== SOURCE EXCERPT
Mutual Funds performance depends on stocks they hold, and fund manager's skill but can give returns only in Bull Markets. Some sectoral funds have performed in bear markets and bear phases of Bull markets too.

Invest in Gold even at current price because, there is going to be a crisis of international medium of exchange if US dollar looses its shine. Gold has risen very steeply from last diwali to this diwali from 20K to 30K as predicted by some analyst, during last year diwali time, which I was not believing. The current price is quite high, and one gets a doubt, whether it would fall from here along with other commodities and markets? According to an analysis, Gold has not performed in the last 20 years, and now entered multy year bull market, would continue to post new highs, with intermittant corrections, as Governments also started accumulating Gold Reserves in huge way, in the recent times. Recent peak of $1918 once taken out it will be into an unchartered territory..shall quickly cross $2000 and in due course might touch $3000 too, as all great investors like Tim Rogers, Marc Fabers, are all bullish on this Yellow Metal. Therefore, I stongly recommed investing in Gold ETFs in SIP mode for averaging the price from now on, for the coming few years, to reap in good returns.
====
== RECORDS
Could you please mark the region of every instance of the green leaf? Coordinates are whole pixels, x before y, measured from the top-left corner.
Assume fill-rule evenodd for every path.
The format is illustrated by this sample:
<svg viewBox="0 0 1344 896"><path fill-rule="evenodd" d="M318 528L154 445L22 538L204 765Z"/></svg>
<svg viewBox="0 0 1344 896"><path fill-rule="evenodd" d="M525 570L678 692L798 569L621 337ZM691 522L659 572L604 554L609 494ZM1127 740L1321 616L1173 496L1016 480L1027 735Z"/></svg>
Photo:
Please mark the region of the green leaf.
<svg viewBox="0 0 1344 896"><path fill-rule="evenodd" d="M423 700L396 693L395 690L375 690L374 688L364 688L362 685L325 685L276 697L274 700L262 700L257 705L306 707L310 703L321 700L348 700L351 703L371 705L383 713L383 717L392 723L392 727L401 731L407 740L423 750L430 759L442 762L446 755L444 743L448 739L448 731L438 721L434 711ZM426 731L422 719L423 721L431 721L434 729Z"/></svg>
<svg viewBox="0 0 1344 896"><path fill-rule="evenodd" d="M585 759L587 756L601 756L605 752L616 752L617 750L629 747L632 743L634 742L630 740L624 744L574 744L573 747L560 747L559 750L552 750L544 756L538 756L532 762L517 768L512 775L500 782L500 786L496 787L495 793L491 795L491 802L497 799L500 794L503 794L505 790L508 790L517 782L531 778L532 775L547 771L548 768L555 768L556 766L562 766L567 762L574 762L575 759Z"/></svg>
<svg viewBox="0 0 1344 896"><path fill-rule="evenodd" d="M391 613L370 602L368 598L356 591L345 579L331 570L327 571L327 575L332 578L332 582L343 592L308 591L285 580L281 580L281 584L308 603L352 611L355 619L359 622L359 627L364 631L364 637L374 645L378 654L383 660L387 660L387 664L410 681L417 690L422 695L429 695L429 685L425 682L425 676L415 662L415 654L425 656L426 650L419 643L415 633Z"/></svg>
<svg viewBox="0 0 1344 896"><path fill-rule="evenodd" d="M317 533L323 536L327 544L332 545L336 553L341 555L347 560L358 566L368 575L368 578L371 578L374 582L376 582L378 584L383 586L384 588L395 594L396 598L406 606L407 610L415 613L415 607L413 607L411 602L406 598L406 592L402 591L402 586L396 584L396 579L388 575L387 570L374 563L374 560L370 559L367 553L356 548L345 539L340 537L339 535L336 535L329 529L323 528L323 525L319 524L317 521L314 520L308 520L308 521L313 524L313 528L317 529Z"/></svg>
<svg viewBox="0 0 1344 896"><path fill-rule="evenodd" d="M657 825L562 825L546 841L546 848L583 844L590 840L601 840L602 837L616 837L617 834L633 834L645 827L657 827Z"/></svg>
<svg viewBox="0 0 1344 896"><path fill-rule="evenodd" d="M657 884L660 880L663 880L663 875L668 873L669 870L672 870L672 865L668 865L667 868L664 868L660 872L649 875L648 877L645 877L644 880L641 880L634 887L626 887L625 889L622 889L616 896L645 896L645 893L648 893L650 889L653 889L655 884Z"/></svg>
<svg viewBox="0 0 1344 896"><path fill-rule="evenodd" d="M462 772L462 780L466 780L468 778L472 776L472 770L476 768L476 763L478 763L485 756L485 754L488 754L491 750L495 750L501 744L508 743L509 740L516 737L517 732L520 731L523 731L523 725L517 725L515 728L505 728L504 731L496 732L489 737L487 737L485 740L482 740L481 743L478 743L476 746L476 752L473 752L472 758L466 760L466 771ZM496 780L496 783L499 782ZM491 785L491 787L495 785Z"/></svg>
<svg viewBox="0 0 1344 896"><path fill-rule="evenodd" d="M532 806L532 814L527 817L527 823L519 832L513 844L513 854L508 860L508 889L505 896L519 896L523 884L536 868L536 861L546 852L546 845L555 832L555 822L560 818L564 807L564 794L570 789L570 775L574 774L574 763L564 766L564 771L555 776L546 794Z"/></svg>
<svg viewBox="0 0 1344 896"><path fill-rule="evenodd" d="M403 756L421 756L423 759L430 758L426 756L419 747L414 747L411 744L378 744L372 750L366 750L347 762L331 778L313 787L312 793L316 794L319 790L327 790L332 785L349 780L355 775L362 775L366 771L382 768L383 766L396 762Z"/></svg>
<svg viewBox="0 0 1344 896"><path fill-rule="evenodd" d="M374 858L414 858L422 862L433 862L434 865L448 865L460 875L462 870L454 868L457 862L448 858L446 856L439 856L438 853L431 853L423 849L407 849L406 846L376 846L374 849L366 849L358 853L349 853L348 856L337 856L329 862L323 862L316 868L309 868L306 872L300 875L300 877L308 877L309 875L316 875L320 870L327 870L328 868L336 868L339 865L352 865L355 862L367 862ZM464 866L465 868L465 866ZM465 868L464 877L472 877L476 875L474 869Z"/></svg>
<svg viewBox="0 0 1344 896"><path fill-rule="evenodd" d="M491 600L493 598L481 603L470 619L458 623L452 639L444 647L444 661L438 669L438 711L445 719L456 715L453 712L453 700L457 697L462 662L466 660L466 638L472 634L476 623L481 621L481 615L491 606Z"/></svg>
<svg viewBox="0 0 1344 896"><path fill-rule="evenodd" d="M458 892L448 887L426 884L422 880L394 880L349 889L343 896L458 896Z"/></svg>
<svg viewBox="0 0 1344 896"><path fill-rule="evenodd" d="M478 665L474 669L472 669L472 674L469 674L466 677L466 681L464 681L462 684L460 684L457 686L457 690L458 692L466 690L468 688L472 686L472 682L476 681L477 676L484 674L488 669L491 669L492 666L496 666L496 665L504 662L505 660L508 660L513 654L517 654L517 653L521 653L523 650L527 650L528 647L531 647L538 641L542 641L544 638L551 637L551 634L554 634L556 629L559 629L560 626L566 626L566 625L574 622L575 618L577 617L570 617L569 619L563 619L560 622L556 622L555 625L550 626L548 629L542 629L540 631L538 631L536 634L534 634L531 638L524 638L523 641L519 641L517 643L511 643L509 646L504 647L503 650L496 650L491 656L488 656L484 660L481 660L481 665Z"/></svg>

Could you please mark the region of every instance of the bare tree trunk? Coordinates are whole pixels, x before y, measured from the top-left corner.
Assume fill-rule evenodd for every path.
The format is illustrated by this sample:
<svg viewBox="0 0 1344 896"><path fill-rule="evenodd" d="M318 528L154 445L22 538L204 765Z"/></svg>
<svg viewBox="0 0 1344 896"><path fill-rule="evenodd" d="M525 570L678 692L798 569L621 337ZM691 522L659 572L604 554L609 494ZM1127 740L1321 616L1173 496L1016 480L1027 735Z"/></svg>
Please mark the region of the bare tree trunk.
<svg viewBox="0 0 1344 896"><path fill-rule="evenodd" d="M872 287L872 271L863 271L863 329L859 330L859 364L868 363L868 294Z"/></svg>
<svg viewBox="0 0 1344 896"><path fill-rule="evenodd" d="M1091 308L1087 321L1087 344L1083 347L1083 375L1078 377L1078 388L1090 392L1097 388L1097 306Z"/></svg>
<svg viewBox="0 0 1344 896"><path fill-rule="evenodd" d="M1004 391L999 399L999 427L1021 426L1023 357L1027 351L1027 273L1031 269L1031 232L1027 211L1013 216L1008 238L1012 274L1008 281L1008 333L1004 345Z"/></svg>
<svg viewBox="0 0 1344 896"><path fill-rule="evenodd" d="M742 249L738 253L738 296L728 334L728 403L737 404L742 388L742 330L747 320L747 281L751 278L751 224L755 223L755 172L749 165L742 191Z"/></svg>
====
# [REQUIREMENT 1]
According to the gold investment text, how far did gold rise from last Diwali to this Diwali?
# [REQUIREMENT 2]
Return the passage of the gold investment text from "Mutual Funds performance" to "Bull markets too.".
# [REQUIREMENT 3]
Resume the gold investment text after its final sentence.

# [RIGHT ANSWER 1]
From 20K to 30K.

# [RIGHT ANSWER 2]
Mutual Funds performance depends on stocks they hold, and fund manager's skill but can give returns only in Bull Markets. Some sectoral funds have performed in bear markets and bear phases of Bull markets too.

# [RIGHT ANSWER 3]
Bank Deposits of PSU Banks are offering 9.5% taxable return which does not beat the inflation also hovering around the same level, but if one is risk averse, this is best instrument, as capital is secured, and interest rate cycle shall peak with another maximum two more hikes of interest rates by RBI.

Finally on Nifty, indices will be volatile during September as events unfold on 15th (advance tax payments) 16th RBI's policy statement, 22nd and 23rd FOMC meet and statement on QE etc., 

It is a traders market only..not yet investors market in short to medium term.

Strategy for the Month: Buy 5000 Straddle of September Series, and exit on profits, 

Happy Trading!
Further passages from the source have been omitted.